- **Assignment 1**
In the Alabama bill article, what is the maximum prison sentence for providing the listed services to people 18 or younger?
- **Assignment 2**
Summarize the Alabama bill article in two sentences.
- **Assignment 3**
Please write a continuation of the Alabama bill article, starting after its final sentence.
Reading text below:
Alabama Bill Could Make Youth Transgender Hormones Illegal In State, Believes It's 'Abuse'
An Alabama bill moved forward Wednesday to make it illegal for a doctor to prescribe or perform various transgender medical services on children. The House Judiciary Committee approved the Senate-passed legislation and it will now move to the state's House of Representatives.
“Adults are free to do what they want to do, but this is to protect children,” said Rep. Wes Allen, the Republican who sponsored the bill.
“It is not good to give these medications to these children, and I consider it to where it would be abuse to give these long-term drugs to these children,” he said.
If passed, any type of puberty blockers, hormone treatment, gender-changing surgery, or any other transgender service for people 18 years old or younger would be punishable by up to 10 years in prison.
Opponents of the bill believe that such decisions should be left to families and doctors. There are similar bills across the U.S. that are being considered by state legislatures.
End of Reading text.
Record set below:
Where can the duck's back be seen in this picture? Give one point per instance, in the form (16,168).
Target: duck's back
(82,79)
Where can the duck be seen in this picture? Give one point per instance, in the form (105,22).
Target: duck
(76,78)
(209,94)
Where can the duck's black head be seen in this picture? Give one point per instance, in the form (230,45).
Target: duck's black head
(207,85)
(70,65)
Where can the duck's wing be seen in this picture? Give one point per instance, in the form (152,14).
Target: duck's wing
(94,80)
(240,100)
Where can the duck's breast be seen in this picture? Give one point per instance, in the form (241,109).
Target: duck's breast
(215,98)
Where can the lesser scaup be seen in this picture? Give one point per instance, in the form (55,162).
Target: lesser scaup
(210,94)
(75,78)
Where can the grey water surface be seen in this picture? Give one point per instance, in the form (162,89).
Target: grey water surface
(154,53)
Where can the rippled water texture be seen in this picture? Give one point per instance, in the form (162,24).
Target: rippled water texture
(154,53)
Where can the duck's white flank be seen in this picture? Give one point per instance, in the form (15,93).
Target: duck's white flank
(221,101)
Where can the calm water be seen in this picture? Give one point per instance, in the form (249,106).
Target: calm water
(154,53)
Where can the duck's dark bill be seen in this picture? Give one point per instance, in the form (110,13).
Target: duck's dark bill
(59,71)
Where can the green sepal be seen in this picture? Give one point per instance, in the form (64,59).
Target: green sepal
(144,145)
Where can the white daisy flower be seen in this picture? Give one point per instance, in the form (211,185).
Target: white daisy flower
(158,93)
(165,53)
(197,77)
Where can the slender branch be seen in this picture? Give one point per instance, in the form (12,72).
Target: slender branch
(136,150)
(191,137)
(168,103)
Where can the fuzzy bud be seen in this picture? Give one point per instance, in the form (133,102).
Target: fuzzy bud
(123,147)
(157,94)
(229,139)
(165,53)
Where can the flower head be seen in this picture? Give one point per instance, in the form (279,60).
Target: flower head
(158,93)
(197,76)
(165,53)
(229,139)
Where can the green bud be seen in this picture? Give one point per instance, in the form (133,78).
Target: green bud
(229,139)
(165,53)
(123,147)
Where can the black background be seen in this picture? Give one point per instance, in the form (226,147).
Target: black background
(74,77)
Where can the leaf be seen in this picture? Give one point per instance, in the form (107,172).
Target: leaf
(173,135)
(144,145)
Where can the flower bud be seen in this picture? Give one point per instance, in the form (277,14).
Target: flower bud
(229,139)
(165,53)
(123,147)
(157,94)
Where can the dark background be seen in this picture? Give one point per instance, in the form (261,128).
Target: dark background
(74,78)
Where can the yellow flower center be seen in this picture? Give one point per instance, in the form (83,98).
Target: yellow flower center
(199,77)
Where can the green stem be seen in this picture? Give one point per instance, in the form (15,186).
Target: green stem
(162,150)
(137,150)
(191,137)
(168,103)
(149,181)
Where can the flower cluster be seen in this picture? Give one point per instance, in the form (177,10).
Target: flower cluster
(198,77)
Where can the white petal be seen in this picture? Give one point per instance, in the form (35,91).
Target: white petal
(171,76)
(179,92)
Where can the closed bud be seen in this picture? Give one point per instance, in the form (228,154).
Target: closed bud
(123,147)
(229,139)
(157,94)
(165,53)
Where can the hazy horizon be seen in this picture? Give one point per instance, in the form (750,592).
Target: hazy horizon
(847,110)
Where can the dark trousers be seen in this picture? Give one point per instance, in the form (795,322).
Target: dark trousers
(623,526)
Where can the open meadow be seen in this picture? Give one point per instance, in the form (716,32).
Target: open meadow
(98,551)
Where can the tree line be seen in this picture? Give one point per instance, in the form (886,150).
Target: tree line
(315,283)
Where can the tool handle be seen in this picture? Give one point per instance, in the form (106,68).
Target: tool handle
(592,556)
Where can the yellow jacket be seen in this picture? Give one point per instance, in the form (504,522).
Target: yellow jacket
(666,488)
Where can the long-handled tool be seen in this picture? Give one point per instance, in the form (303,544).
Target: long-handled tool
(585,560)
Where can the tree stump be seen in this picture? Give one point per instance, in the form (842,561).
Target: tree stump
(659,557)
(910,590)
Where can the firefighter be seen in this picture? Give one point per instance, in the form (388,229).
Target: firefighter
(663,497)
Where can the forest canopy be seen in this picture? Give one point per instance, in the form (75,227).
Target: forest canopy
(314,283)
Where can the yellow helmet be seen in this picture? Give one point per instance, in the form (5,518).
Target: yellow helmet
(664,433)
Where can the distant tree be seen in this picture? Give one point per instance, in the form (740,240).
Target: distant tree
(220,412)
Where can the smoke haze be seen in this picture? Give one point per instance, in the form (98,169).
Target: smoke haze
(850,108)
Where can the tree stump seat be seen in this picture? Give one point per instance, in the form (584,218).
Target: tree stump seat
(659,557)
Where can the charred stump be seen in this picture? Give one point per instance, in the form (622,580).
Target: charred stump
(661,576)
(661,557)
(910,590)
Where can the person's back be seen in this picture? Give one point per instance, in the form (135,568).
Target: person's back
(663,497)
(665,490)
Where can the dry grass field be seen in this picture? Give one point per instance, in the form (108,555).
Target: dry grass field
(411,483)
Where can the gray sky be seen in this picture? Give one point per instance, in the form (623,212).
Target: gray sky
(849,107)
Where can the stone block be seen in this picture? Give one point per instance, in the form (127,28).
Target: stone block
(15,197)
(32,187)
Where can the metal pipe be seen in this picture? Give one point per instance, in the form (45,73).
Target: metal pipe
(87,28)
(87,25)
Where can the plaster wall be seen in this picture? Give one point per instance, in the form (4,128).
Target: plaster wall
End of Record set.
- **Final answer 1**
Up to 10 years in prison.

- **Final answer 2**
An Alabama House committee approved a Senate-passed bill that would make it illegal for doctors to provide puberty blockers, hormone treatment, gender-changing surgery or other transgender services to people 18 or younger, with violations punishable by up to 10 years in prison. The sponsor, Rep. Wes Allen, calls giving these drugs to children abuse, while opponents say such decisions belong to families and doctors.

- **Final answer 3**
“We’re not supposed to be here substituting our judgment for the person that’s closest to that child, and I personally believe that this legislation doesn’t protect children, it endangers them, and it also endangers their families,” said Rep. Chris England, a Democrat from Tuscaloosa.
The Human Rights Campaign, the nation’s largest LGBTQ civil rights organization, has publicly opposed the bill.
“Today, Alabama has chosen, against the best advice of leading doctors across the country, to restrict and criminalize critically important care that transgender youth need desperately. This decision greatly restricts the rights of parents and medical providers to make health care decisions on a case-by-case basis, with the goal of reducing the physical and emotional distress experienced by many transgender children,” Carmarion Anderson-Harvey, Alabama director for the Human Rights Campaign, said in a statement.